EXCERPT PROVIDED: Begin

E-cigarettes come in many variations, such as cigarette-shaped, pen-shaped, and tank-shaped styles. Some e-cigarettes look like traditional cigarettes, but others do not. There are three main types of e-cigarettes: cigalikes, looking like cigarettes; eGos, bigger than cigalikes with refillable liquid tanks; and mods, assembled from basic parts or by altering existing products.

E-cigarette components include a mouthpiece, a cartridge (liquid storage area), a heating element/atomizer, a microprocessor, a battery, and some have a LED light on the end. E-cigarettes are sold in disposable or reusable variants. Most versions are reusable, though some are disposable. They range in cost from under $10 to over $200. An entry-level reusable e-cigarette costs around $25.

Disposable e-cigarettes are discarded once the liquid in the cartridge is used up, while rechargeable e-cigarettes may be used indefinitely. Even with rechargeable cigarettes (pod-based systems), there is a risk of littering. There are thoughts on how to prevent pods from ending up in the environment (i.e. a deposit-system for e-cigarette pods). One piece devices are normally disposable.

E-cigarettes are typically designed as one, two, three or multiple pieces. A disposable e-cigarette lasts to around 400 puffs. Reusable e-cigarettes are refilled by hand or exchanged for pre-filled cartridges, and general cleaning is required. A wide range of disposable and reusable e-cigarettes exist. Disposable e-cigarettes are offered for a few dollars, and higher-priced reusable e-cigarettes involve an up-front investment for a starter kit. Some e-cigarettes have a LED at the tip to resemble the glow of burning tobacco. The LED may also indicate the battery status. The LED is not generally used in personal vaporizers or mods.

First-generation e-cigarettes usually simulated smoking implements, such as cigarettes or cigars, in their use and appearance. Later-generation e-cigarettes often called mods, PVs (personal vaporizer) or APVs (advanced personal vaporizer) have an increased nicotine-dispersal performance, house higher capacity batteries, and come in various shapes such as metal tubes and boxes. They contain silver, steel, metals, ceramics, plastics, fibers, aluminum, rubber and spume, and lithium batteries. A growing subclass of vapers called cloud-chasers configure their atomizers to produce large amounts of vapor by using low-resistance heating coils. This practice is known as cloud-chasing. Many e-cigarettes are made of standardized replaceable parts that are interchangeable between brands. A wide array of component combinations exists. Many e-cigarettes are sold with a USB charger. E-cigarettes that resemble pens or USB memory sticks are also sold for those who may want to use the device unobtrusively.

EXCERPT PROVIDED: End

Reproduce the e-cigarette passage word for word, everything from "E-cigarette components include" down to "are normally disposable.".

THE DATA: Begin

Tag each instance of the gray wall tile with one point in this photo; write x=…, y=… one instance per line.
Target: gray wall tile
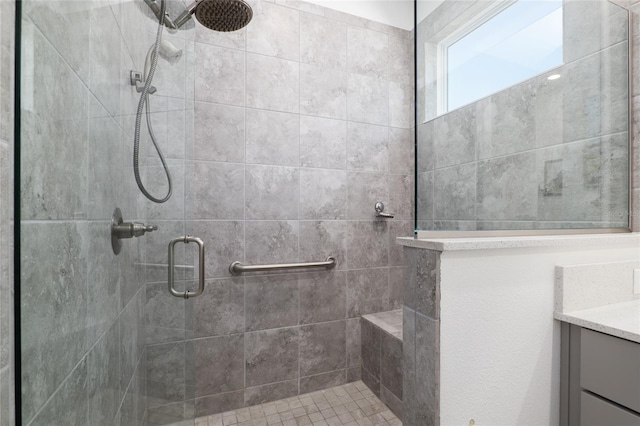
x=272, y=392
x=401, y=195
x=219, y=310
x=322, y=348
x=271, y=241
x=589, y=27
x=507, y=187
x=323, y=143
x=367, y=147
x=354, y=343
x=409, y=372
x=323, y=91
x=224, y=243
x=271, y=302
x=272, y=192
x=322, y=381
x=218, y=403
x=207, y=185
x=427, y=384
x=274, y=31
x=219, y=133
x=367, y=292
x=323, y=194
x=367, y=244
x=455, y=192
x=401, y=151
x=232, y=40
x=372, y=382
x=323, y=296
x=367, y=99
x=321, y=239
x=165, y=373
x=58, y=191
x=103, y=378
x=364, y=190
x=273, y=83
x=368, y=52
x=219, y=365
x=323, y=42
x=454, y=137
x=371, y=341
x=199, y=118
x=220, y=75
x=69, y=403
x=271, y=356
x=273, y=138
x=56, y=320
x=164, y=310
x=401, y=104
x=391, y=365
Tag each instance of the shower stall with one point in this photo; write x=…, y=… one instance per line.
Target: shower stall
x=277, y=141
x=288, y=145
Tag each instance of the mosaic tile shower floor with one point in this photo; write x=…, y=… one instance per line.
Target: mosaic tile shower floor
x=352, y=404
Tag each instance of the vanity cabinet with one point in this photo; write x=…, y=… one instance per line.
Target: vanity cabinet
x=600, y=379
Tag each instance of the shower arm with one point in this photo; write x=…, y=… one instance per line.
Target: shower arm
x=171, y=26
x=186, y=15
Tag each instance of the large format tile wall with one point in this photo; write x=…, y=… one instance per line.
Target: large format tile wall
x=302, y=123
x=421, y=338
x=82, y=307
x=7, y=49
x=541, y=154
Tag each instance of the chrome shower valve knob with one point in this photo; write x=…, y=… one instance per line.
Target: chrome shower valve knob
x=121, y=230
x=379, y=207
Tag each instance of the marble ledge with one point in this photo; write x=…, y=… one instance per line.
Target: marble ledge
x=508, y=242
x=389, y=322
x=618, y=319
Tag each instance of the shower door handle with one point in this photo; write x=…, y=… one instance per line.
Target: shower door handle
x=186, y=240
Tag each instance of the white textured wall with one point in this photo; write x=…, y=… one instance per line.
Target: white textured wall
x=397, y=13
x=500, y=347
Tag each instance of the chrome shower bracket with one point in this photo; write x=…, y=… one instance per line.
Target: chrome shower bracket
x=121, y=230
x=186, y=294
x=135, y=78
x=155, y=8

THE DATA: End
THE DATA: Begin

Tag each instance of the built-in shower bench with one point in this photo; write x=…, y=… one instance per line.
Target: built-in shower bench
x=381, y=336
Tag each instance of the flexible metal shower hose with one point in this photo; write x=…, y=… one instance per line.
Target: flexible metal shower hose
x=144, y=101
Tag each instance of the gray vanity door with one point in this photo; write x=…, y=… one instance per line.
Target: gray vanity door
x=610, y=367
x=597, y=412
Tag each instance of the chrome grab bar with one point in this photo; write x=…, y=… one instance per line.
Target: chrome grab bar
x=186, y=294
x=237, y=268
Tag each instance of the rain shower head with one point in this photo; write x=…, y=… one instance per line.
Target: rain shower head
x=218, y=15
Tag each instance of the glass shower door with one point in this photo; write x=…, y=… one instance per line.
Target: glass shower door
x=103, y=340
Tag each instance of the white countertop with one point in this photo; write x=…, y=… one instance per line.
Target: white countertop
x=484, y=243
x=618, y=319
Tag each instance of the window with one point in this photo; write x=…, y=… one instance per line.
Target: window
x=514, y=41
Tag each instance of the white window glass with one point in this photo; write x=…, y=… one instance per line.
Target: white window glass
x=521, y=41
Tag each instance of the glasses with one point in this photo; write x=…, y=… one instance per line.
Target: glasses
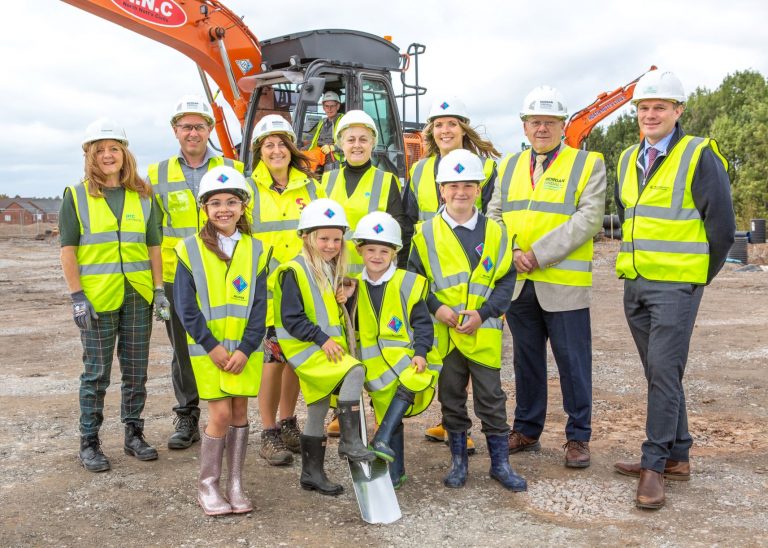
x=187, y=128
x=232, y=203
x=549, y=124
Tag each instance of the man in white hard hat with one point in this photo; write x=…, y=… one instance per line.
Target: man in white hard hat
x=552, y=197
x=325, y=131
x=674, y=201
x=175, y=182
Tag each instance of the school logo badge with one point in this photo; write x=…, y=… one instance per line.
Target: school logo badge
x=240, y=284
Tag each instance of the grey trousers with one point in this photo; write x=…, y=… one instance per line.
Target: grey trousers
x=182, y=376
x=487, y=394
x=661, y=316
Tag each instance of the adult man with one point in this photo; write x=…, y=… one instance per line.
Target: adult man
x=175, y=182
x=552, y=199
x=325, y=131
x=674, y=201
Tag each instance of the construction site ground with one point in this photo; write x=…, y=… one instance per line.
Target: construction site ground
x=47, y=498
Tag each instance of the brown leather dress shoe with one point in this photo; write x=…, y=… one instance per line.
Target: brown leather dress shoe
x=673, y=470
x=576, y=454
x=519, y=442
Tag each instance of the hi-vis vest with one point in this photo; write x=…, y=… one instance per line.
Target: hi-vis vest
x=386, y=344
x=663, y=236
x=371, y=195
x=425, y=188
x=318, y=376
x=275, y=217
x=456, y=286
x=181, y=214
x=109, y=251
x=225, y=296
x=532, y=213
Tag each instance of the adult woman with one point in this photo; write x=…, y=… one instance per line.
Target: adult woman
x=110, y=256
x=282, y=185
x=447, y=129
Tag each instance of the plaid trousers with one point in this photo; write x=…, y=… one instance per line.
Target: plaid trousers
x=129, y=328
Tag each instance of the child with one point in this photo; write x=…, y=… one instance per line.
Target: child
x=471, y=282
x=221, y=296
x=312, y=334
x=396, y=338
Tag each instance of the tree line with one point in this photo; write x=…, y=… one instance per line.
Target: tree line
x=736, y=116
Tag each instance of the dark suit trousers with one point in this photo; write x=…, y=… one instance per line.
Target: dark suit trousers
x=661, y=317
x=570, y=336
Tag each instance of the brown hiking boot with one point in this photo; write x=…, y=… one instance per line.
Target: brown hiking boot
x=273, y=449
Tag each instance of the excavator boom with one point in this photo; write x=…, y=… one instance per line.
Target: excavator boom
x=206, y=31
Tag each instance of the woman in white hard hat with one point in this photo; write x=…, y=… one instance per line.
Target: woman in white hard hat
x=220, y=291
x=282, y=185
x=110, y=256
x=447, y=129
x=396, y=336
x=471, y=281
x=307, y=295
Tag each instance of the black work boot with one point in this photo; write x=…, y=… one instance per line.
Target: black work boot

THE DATA: End

#### SOLUTION TO THE EXERCISE
E-cigarette components include a mouthpiece, a cartridge (liquid storage area), a heating element/atomizer, a microprocessor, a battery, and some have a LED light on the end. E-cigarettes are sold in disposable or reusable variants. Most versions are reusable, though some are disposable. They range in cost from under $10 to over $200. An entry-level reusable e-cigarette costs around $25.

Disposable e-cigarettes are discarded once the liquid in the cartridge is used up, while rechargeable e-cigarettes may be used indefinitely. Even with rechargeable cigarettes (pod-based systems), there is a risk of littering. There are thoughts on how to prevent pods from ending up in the environment (i.e. a deposit-system for e-cigarette pods). One piece devices are normally disposable.